# manual to auto climate control



## andy_thomas (Oct 7, 2002)

Further to the recent and not-so-recent threads about auto climate control vs manual air con, I did some testing with a spare unit I managed to get my hands on.

The main difference between the two is how the high (demist), mid (face) and low (feet) level flaps are controlled. The manual (rotary-dial) air con control panel allows only two flaps to be open (and then only partly) at any one time. The climate control panel can select all three. While the manual unit is limited in this respect it can at least vary the bias between each two sets of flaps (high-mid, mid-low and low-high). The auto unit may do this too, under fully automatic operation, but it is not selectable by the driver.

The manaul unit requires only one (or possibly) two motors to achieve this functionality. The auto unit requires three, to operate all three sets of flaps independently. This is why the retrofit kit comes with two extra stepper motors (actuators), and IIRC one to replace an existing actuator. It also comes with an extra gearing mechanism to improve the mechanical control over the sets of flaps.

▸ Data
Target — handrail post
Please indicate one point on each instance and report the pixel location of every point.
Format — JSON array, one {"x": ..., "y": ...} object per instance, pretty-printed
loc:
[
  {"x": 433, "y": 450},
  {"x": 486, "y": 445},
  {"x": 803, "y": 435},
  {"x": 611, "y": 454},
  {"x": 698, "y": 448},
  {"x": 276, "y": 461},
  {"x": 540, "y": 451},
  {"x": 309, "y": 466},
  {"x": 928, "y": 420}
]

▸ Directions
(1) In the forum post on auto versus manual climate control, how many sets of flaps can the manual rotary-dial panel have open at any one time?
(2) Reproduce the forum post on auto versus manual climate control from "Further to the" up to and including "my hands on.".
(3) Carry on the forum post on auto versus manual climate control from the point where it stops.

▸ Replies
(1) Two, and then only partly.

(2)
Further to the recent and not-so-recent threads about auto climate control vs manual air con, I did some testing with a spare unit I managed to get my hands on.

(3)
It seems pointless to engineer two different sets of mechanical flaps. BMW could have designed and built one, but simply control them differently. Still, to move from manual to auto, all that needs to be done is to identify which actuators are required (and their wiring looms) and where they go. That's my next step . It would give you some automatic operation for a fraction of the cost of the $500 retrofit kit and the 7-8 hours quoted by dealers to complete the job.


----------



## BeemerE39 (May 28, 2009)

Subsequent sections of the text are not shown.